### What the task asks
For every line of the records below that holds "green", add one. Give only the final total.

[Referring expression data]
___
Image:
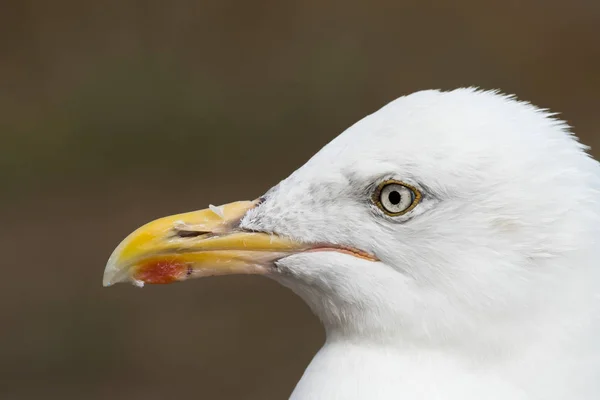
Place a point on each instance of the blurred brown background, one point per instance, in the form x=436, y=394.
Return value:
x=116, y=112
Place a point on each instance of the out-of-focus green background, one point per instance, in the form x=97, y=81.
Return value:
x=116, y=112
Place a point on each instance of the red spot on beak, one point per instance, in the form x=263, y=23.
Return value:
x=161, y=272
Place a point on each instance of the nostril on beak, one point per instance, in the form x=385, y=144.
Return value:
x=189, y=234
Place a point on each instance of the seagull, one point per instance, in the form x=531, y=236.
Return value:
x=448, y=242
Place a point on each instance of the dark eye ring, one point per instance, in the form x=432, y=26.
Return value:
x=396, y=198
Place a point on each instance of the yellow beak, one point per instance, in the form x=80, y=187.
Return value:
x=195, y=244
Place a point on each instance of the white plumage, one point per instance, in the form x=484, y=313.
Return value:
x=488, y=289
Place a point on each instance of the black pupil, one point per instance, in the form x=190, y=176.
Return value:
x=394, y=197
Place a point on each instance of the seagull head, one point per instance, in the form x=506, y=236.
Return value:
x=444, y=217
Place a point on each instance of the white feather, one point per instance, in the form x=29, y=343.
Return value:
x=488, y=289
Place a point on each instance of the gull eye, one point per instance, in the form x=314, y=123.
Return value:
x=396, y=198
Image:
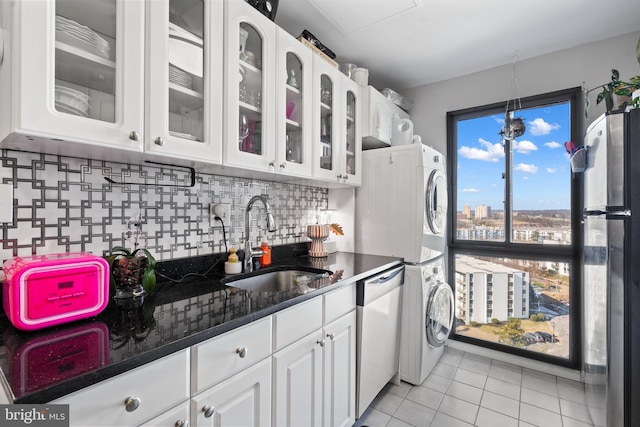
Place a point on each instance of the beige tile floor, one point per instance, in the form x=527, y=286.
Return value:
x=469, y=390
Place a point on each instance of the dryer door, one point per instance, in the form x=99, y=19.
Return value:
x=436, y=206
x=439, y=315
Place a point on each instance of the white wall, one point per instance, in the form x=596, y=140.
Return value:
x=591, y=63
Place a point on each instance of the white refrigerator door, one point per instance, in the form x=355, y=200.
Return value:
x=604, y=175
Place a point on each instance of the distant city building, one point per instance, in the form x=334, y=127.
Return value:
x=480, y=233
x=486, y=290
x=467, y=211
x=483, y=211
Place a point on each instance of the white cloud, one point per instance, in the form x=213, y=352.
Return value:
x=552, y=144
x=525, y=168
x=539, y=127
x=491, y=152
x=524, y=147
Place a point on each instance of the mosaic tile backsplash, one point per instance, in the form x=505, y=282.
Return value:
x=64, y=204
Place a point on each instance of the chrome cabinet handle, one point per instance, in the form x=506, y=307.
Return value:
x=1, y=45
x=131, y=403
x=208, y=411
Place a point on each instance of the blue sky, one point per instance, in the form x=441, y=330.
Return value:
x=541, y=176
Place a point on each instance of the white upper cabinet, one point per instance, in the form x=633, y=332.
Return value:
x=351, y=153
x=75, y=71
x=249, y=88
x=184, y=79
x=326, y=132
x=294, y=110
x=337, y=134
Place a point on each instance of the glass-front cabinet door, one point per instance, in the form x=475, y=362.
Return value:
x=352, y=144
x=184, y=79
x=326, y=162
x=294, y=117
x=250, y=58
x=79, y=71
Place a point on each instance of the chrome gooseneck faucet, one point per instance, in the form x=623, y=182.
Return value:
x=249, y=252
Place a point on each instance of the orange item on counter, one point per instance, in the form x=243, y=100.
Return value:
x=265, y=259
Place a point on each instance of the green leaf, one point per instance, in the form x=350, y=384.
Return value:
x=149, y=280
x=121, y=251
x=615, y=75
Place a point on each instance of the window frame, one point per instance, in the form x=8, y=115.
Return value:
x=571, y=254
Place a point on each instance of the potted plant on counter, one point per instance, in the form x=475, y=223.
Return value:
x=132, y=272
x=627, y=92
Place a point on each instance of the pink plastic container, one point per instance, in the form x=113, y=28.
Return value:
x=46, y=290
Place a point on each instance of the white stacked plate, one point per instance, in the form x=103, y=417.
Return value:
x=77, y=35
x=179, y=77
x=72, y=101
x=183, y=135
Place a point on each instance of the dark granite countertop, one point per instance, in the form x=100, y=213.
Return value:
x=41, y=366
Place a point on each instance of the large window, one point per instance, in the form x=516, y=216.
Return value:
x=514, y=226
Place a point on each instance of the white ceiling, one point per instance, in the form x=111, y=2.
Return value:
x=409, y=43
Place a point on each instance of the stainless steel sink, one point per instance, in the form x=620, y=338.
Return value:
x=277, y=279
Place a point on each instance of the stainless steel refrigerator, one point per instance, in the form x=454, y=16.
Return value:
x=611, y=276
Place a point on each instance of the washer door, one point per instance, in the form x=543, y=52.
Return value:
x=436, y=207
x=439, y=315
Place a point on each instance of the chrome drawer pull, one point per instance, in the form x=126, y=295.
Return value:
x=208, y=411
x=131, y=403
x=242, y=351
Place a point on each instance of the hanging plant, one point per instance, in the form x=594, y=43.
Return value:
x=129, y=268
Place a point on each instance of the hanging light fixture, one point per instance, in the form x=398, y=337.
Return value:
x=513, y=127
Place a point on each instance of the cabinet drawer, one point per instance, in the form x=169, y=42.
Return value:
x=172, y=417
x=294, y=323
x=339, y=302
x=156, y=386
x=223, y=356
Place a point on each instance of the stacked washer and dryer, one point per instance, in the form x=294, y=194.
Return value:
x=401, y=211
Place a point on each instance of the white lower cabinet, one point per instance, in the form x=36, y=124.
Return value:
x=297, y=388
x=235, y=379
x=314, y=378
x=174, y=417
x=340, y=372
x=242, y=400
x=134, y=397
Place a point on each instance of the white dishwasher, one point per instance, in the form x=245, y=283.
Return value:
x=379, y=305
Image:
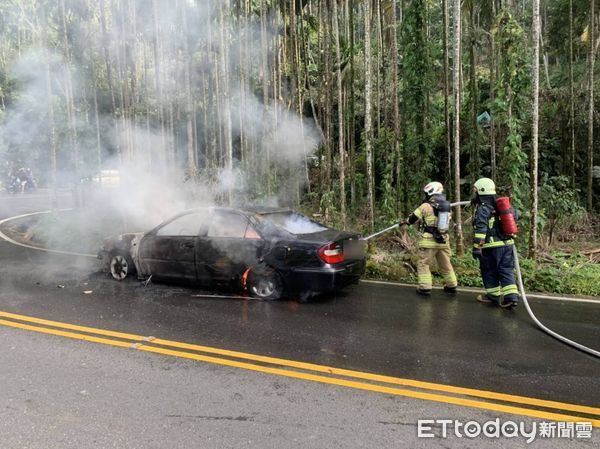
___
### Reply to the exercise
2